Exercise instructions – The entries below contain a stretch that opens with the line containing "Where can the blurred" and closes with the line containing "Where can the man's mouth"; set down that stretch exactly, both ends included, and nothing else.

Data shown –
+++++

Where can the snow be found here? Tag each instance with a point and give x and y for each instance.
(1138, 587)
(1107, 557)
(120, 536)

+++++

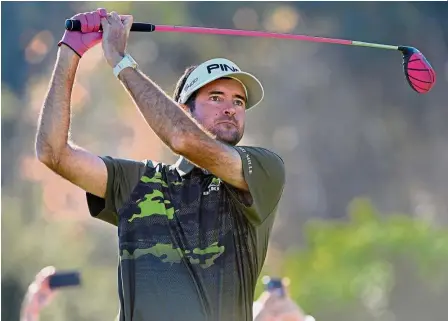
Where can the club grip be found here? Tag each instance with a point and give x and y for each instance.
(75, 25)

+++++

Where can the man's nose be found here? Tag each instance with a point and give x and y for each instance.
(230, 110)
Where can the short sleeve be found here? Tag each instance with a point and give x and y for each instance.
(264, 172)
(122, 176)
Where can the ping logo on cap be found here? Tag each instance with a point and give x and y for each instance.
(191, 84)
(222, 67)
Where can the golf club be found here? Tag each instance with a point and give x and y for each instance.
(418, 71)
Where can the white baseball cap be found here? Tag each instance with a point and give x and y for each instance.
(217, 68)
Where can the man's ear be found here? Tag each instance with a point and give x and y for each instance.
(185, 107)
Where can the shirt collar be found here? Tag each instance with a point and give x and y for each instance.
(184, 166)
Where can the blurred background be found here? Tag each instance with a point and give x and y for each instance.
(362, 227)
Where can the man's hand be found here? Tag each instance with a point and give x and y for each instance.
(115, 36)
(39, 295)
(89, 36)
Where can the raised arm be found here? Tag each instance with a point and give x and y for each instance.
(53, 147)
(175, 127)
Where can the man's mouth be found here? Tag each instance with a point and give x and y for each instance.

+++++

Solution below –
Where can the blurred background be found here? Tag each instance with a point and give x and y for each instance.
(362, 227)
Where can the man's hand be found here? Tag each instance with a point and give x and y for each instance.
(115, 36)
(39, 295)
(89, 36)
Where can the raised arm be found here? Tag each instance with a point and give x and y for each instance.
(53, 147)
(175, 127)
Where can the man's mouth be found here? Tag each instance with a point and give x and y for each instance.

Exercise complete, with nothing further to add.